Reproduce the records verbatim, from the line containing "the blue wide-brim" through the end of the records, inclusive.

### PROVIDED MATERIAL:
- - - -

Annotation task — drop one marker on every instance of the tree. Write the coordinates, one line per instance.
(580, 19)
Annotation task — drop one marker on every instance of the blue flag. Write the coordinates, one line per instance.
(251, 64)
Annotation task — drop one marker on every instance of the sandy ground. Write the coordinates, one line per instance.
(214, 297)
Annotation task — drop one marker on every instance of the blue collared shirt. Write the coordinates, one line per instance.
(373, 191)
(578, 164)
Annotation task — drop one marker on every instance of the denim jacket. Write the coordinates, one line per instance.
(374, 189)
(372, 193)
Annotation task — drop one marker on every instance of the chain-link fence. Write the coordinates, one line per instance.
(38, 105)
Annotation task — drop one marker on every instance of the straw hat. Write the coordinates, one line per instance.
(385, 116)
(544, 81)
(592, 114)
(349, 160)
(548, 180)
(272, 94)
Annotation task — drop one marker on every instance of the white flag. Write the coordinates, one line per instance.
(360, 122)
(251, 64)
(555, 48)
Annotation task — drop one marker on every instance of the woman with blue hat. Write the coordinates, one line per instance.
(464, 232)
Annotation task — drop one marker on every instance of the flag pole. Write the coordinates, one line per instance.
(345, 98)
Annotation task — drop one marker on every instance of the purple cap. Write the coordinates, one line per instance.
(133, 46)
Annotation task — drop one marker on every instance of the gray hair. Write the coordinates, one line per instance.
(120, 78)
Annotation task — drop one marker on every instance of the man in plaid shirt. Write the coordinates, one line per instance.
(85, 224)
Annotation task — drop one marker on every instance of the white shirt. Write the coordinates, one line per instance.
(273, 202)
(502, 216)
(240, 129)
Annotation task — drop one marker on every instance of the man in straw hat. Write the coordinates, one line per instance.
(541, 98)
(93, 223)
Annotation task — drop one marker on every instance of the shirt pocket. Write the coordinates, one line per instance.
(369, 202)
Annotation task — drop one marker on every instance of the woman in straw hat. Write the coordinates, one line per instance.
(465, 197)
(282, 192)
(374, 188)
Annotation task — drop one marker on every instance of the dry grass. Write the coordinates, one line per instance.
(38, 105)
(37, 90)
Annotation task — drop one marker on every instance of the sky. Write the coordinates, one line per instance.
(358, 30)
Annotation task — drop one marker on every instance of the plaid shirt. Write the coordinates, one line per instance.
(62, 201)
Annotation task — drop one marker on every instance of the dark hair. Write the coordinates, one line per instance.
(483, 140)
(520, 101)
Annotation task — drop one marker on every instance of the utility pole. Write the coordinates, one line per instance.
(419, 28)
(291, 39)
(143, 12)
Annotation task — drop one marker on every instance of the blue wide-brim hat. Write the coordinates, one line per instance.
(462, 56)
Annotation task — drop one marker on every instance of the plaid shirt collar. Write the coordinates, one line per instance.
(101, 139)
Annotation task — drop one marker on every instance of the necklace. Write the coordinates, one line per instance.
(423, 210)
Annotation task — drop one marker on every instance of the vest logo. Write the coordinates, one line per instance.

- - - -

### ANSWER BELOW:
Annotation task — drop one marker on every instance of the blue wide-brim hat. Write the coordinates, one line per instance.
(462, 56)
Annotation task — drop one marker on every instance of the plaid shirt collar. Write the coordinates, one line per instance.
(101, 139)
Annotation task — drop one marker on every instance of the necklace. Write the coordinates, one line per instance.
(423, 210)
Annotation task — drop one marker on every instance of the vest logo. Write the coordinates, one line per instance.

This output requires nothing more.